» **Aim of the exercise**
Repeat the entries shown below with every word and mark intact.

» **Stored data**
▼▼▼
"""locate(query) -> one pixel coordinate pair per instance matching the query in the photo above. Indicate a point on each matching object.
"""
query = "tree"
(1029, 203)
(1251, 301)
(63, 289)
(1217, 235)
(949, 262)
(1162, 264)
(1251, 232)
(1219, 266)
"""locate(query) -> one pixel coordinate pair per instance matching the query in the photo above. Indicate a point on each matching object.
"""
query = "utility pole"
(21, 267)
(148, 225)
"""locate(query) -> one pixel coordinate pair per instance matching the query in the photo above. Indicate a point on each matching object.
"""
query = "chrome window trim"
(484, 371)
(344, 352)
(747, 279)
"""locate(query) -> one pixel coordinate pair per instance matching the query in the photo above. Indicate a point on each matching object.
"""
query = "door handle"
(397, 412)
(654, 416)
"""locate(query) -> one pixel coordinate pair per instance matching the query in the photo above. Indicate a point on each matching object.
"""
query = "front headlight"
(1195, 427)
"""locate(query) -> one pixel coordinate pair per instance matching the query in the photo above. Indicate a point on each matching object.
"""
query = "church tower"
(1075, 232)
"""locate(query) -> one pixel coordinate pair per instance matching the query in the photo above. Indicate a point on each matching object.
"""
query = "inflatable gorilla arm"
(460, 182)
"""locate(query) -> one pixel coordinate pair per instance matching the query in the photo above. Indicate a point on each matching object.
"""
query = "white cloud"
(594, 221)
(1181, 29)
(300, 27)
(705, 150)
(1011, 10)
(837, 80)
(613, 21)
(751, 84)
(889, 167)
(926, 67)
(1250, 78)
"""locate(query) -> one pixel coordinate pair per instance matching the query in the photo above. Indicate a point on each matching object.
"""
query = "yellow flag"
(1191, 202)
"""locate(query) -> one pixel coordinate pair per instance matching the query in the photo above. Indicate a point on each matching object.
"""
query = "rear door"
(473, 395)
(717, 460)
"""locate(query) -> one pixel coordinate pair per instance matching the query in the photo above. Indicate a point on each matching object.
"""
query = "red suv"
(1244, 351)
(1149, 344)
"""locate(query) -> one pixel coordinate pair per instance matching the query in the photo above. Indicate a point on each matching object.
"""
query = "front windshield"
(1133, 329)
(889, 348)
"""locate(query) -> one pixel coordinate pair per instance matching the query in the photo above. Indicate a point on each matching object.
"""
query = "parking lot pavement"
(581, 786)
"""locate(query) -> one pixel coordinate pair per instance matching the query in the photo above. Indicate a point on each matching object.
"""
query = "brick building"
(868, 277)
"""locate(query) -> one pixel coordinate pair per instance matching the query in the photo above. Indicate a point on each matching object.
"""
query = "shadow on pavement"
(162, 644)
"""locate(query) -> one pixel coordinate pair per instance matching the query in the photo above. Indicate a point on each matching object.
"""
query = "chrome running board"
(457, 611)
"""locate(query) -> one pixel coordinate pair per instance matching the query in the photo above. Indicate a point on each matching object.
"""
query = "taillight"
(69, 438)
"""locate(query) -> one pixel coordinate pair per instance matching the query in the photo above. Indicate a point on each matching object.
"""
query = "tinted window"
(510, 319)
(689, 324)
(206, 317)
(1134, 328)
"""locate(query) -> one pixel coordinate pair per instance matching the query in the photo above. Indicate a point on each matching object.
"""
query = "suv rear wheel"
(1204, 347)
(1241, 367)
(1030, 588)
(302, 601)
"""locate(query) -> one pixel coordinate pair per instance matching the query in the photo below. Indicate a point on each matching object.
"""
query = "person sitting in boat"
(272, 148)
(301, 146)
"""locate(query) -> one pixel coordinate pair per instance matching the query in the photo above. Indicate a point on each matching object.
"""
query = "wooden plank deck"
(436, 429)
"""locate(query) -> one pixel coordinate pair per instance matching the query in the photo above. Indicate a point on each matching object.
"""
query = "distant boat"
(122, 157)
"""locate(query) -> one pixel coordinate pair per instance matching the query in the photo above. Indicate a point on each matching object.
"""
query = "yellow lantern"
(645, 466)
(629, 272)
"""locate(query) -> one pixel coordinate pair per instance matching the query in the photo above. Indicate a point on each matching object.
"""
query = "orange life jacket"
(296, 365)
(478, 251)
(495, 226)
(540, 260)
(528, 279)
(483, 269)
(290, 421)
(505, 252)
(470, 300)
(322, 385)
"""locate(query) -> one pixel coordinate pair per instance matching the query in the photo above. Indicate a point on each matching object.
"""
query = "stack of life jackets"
▲▲▲
» **Your solution**
"""locate(query) -> one pixel coordinate pair per instance matching the query in the photo above. Indicate a point on each matching object.
"""
query = "tree"
(1029, 203)
(1251, 301)
(63, 289)
(1217, 235)
(949, 262)
(1162, 264)
(1251, 232)
(1219, 266)
"""locate(query) -> one pixel coordinate pair per instance matching the query in the photo above. Indicate a point on each matching object.
"""
query = "utility pole"
(21, 267)
(148, 225)
"""locate(query) -> one pixel coordinate pair per instance matching the query in the photo above. Indicate a point on each matching object.
"""
query = "chrome window trim"
(484, 371)
(344, 352)
(747, 279)
"""locate(query) -> one pixel coordinate pair per instance matching the query in the photo above. Indicate a point on each matching object.
"""
query = "door handle"
(397, 412)
(654, 416)
"""locate(query) -> one pixel coordinate pair per instance matching the query in the photo above. Indicate a point on each matching object.
"""
query = "front headlight"
(1195, 427)
"""locate(query) -> one pixel coordinate pair per instance matching the query in the photo above. Indicate a point on each matching object.
"""
query = "church tower"
(1075, 232)
"""locate(query) -> one pixel coordinate pair per instance matching the query in the photo above. Indicate a point on each matching object.
"""
query = "inflatable gorilla arm"
(460, 182)
"""locate(query) -> one pixel coordinate pair per instance matching the query in the photo above. Indicate a point on each matching object.
"""
query = "white cloud"
(594, 221)
(1181, 29)
(300, 27)
(705, 150)
(1011, 10)
(837, 80)
(613, 21)
(751, 84)
(889, 167)
(926, 67)
(1250, 78)
"""locate(query) -> one pixel coordinate pair per instance matching the query in the photo above. Indicate a point on each matching object.
"""
query = "yellow flag"
(1191, 202)
"""locate(query) -> one pixel coordinate pair per instance matching the query in the photo above. Indicate a point on each matching object.
"""
query = "rear door"
(473, 395)
(717, 460)
"""locate(query) -> one pixel coordinate pair per instance matching the query in the photo above. Indicate a point on each matching object.
"""
query = "red suv"
(1244, 351)
(1149, 344)
"""locate(query) -> one pixel coordinate pair per instance matching the query in the photo above. Indicate a point on each matching object.
"""
query = "front windshield"
(1133, 329)
(889, 348)
"""locate(query) -> one pixel coordinate pair per instance matching the query in the photo above. Indicate a point on each matching object.
"""
query = "parking lot pavement"
(581, 786)
"""locate(query) -> one pixel coordinate pair per instance matching the query in the photo above. Indicate a point on each matching object.
"""
query = "brick building"
(868, 277)
"""locate(query) -> one pixel coordinate pair per instance matching the query in the photo above. Indicate a point on each matching object.
"""
query = "shadow on pavement"
(162, 644)
"""locate(query) -> one pixel coordinate pair per instance matching the query in the photo above. Indicate a point on each matching object.
"""
query = "chrome running board"
(457, 611)
"""locate(query) -> one pixel coordinate pair per instance matching the query in the photo above. Indicate a point on each matching object.
"""
query = "taillight"
(69, 438)
"""locate(query) -> one pixel coordinate pair per instance matching the query in the photo above. Indicate a point on each matching object.
"""
query = "tinted window"
(510, 319)
(689, 324)
(206, 317)
(1134, 328)
"""locate(query) -> one pixel coordinate pair per instance matching the query in the photo above. Indicate a point on each matching object.
"""
query = "suv rear wheel"
(1204, 347)
(1241, 367)
(1030, 588)
(302, 601)
"""locate(query) -> one pixel coordinate pair per instance matching the query in the photo below. Indicate a point on each matching object.
"""
query = "person sitting in boat"
(272, 148)
(301, 146)
"""locate(query) -> one pixel coordinate pair per instance matching the query in the photo above. Indicate a point on each matching object.
"""
query = "wooden plank deck"
(436, 429)
"""locate(query) -> one pixel coordinate pair per instance matching the query in the photo above. Indicate a point on each matching object.
"""
query = "distant boat"
(122, 157)
"""locate(query) -> one pixel coordinate pair per instance matching the query in the photo above. Indicate a point on each matching object.
"""
query = "yellow lantern"
(645, 466)
(629, 272)
"""locate(query) -> one pixel coordinate pair per instance matching the query in the photo above. Indicate a point on each matching object.
"""
query = "orange life jacket"
(296, 365)
(478, 251)
(495, 226)
(540, 260)
(528, 279)
(483, 269)
(290, 421)
(505, 252)
(470, 300)
(322, 385)
"""locate(query) -> one pixel coordinate pair per instance matching the query in the photo above. Indicate a point on each matching object.
"""
query = "stack of life jackets"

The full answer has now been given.